* Aim of the task: Word for word, reproduce the records that follow.

* Information given:

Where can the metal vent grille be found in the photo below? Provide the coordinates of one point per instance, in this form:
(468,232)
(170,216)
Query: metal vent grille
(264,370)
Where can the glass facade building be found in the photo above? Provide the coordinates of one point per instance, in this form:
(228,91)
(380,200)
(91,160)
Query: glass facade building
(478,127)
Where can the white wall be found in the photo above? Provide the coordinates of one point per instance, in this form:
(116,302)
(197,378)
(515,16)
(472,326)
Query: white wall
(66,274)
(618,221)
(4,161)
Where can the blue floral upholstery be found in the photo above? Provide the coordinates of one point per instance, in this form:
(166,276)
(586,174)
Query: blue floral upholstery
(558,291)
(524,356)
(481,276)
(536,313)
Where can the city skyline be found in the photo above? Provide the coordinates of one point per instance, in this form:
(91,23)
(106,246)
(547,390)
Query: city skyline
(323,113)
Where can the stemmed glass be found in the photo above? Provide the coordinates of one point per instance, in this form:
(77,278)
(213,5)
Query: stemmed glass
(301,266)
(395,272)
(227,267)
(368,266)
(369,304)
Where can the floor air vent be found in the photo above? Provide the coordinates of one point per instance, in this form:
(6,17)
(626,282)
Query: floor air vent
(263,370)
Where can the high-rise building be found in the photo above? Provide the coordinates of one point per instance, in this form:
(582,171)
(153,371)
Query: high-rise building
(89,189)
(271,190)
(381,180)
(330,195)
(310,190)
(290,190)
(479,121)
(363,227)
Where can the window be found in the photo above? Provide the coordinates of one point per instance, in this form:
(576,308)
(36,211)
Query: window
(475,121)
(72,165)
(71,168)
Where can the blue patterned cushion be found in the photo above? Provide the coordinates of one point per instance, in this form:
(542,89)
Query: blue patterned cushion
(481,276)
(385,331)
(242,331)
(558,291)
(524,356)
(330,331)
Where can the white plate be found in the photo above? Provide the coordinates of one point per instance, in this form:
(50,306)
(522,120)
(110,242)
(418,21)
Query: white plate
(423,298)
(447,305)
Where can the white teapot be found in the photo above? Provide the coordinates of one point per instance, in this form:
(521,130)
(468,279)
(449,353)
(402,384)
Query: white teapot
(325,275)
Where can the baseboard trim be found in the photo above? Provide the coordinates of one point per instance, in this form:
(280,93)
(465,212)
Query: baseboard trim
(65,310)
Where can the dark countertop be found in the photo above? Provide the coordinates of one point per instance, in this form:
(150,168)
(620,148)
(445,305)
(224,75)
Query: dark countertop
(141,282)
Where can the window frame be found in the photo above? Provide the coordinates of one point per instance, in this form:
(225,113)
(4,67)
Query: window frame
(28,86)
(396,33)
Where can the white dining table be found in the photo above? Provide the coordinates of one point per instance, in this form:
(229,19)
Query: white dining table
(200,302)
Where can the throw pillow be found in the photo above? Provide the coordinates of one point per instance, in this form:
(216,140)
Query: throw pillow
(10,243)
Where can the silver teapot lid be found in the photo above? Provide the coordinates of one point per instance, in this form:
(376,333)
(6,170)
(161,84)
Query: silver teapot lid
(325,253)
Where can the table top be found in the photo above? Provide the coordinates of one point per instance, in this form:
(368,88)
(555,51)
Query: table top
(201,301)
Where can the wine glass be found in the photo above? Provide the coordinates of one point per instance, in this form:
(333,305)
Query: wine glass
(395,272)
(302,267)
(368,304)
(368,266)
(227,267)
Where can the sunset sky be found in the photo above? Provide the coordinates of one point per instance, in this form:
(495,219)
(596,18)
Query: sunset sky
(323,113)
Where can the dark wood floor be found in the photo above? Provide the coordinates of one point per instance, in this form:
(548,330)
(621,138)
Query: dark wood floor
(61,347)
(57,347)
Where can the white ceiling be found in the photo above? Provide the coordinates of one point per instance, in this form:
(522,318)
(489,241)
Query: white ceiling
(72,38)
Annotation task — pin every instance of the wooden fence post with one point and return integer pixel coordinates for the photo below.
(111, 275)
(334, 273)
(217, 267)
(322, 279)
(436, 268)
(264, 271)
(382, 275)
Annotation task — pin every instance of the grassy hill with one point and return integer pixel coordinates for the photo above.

* Solution for this problem:
Where can the metal vent grille be found in the photo below? Provide the coordinates of one point per instance, in this form:
(468,232)
(170,216)
Query: metal vent grille
(264,370)
Where can the glass facade building be found in the photo above? Provide the coordinates of one point per instance, in this form:
(228,91)
(380,200)
(91,160)
Query: glass facade building
(478,127)
Where can the white wall be found in the photo above? Provide the coordinates of one point per instance, in this form:
(116,302)
(197,378)
(515,16)
(472,326)
Query: white wall
(66,274)
(618,221)
(4,161)
Where can the blue floral upholstery be found in the photo above? Provide the coordinates of one point per instance, in this form:
(166,276)
(586,174)
Query: blue floral upholstery
(558,291)
(524,356)
(481,276)
(536,313)
Where can the city skyline be found in the photo above? Provide the coordinates of one point per instance, in this form:
(91,23)
(106,246)
(547,390)
Query: city skyline
(323,113)
Where can the stemmed glass be found in the photo above? Provide the coordinates of one point per instance, in this form:
(77,278)
(213,5)
Query: stemmed glass
(301,266)
(395,272)
(227,267)
(368,266)
(369,304)
Where can the floor air vent be found in the photo above? Provide the coordinates of one point per instance, in this form:
(6,17)
(626,282)
Query: floor air vent
(263,370)
Where can the high-rise building be found in the photo above? Provide the coordinates of one point per instance, in this form:
(582,171)
(153,371)
Query: high-rise building
(89,189)
(271,190)
(381,180)
(330,195)
(310,190)
(290,190)
(479,121)
(363,227)
Where can the window be found in the photo above? Provide the coordinates of one point per instance, in this form:
(576,308)
(36,211)
Query: window
(475,121)
(72,165)
(71,168)
Where can the blue patterned cushion be found in the photo above? Provide the coordinates of one point per instance, in this form:
(542,89)
Query: blue patterned cushion
(481,276)
(385,331)
(242,331)
(558,291)
(524,356)
(330,331)
Where can the white plate be found in the photo above? Provide the coordinates of one point per instance, in this form:
(50,306)
(522,120)
(110,242)
(418,21)
Query: white plate
(423,298)
(447,305)
Where can the white teapot be found in the photo above? Provide the coordinates of one point per instance, in this form:
(521,130)
(468,279)
(449,353)
(402,384)
Query: white teapot
(325,275)
Where can the baseboard trim be found in the photo above? Provide the coordinates of one point per instance, in this form:
(280,93)
(465,212)
Query: baseboard trim
(65,310)
Where can the dark countertop be found in the photo above? Provide the coordinates of one point per instance, in this form:
(150,168)
(620,148)
(445,305)
(224,75)
Query: dark countertop
(141,282)
Where can the window frame be found in the photo above? Provide the coordinates of one point per instance, in this form:
(225,113)
(4,67)
Query: window frame
(28,86)
(396,33)
Where can the white dining table be found in the photo above? Provide the coordinates of one point per instance, in this form:
(229,19)
Query: white dining table
(200,302)
Where can the throw pillow be found in the photo above? Provide the coordinates of one point per instance, in this form:
(216,140)
Query: throw pillow
(10,243)
Where can the silver teapot lid be found in the photo above? Provide the coordinates of one point per instance, in this form:
(376,333)
(6,170)
(161,84)
Query: silver teapot lid
(325,253)
Where can the table top be found in the photo above? Provide the coordinates of one point per instance, in this form:
(368,88)
(555,51)
Query: table top
(201,301)
Where can the wine glass be found in the photo above? Provide the coordinates of one point per instance, in this form:
(333,305)
Query: wine glass
(395,272)
(302,267)
(368,304)
(368,266)
(227,267)
Where can the sunset sky be found in the photo above? Provide the coordinates of one point per instance, in this form:
(495,219)
(596,18)
Query: sunset sky
(323,113)
Where can the dark wood floor be found in the photo above? Provide the coordinates of one point per instance, in this form:
(548,330)
(621,138)
Query: dark wood floor
(61,347)
(57,347)
Where can the white ceiling be found in the photo above? Provide the coordinates of one point per instance, in this form:
(522,318)
(489,241)
Query: white ceiling
(72,38)
Annotation task — pin every instance of the wooden fence post with one point and return integer pixel coordinates for the photo below.
(111, 275)
(334, 273)
(217, 267)
(322, 279)
(436, 268)
(264, 271)
(382, 275)
Annotation task — pin every instance of the grassy hill with one point and return integer pixel coordinates for the photo above.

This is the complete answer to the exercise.